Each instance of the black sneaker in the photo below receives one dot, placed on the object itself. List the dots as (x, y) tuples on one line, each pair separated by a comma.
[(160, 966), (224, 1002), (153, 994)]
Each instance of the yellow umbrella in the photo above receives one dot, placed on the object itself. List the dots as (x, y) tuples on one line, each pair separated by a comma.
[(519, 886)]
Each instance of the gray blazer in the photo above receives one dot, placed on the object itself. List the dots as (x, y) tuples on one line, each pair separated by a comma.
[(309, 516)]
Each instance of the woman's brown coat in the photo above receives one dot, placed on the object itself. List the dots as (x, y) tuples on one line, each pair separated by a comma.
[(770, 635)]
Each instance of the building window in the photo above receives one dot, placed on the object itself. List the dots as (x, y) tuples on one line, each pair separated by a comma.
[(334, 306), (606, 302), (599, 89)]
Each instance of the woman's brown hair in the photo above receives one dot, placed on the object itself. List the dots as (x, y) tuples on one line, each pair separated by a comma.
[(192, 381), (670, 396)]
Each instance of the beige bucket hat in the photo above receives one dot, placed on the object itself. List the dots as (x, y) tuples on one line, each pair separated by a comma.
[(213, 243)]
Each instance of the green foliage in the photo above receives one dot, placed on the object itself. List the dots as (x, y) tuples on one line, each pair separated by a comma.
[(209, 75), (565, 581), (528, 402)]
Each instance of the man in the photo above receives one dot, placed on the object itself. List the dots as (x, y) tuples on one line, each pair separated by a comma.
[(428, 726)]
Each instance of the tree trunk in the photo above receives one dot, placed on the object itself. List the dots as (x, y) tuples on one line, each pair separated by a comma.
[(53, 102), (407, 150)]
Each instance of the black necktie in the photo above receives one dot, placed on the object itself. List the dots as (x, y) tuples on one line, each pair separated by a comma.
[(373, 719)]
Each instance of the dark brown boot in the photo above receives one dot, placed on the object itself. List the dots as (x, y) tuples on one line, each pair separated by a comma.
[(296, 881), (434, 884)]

......

What is expected: Rescale the material that starts at the line containing "Each instance of the tree" and ends after the line containing "[(373, 719)]", reproducing all of those lines, requests included, with every point coordinate in the answers multiplied by 1.05 and rounded to the nearest whole number, halves rounding up. Leave all other material out.

Written solution:
Each instance of the tree trunk in the photo above receives one dot, placed on the object itself. List the dots as (x, y) tuples on one line, each pair separated by a comma.
[(56, 107), (427, 158)]
Each instance of the black necktie in the photo above receives one dot, placed on the object itself. List the dots as (x, y) tuples on one line, each pair separated by a comma.
[(392, 755)]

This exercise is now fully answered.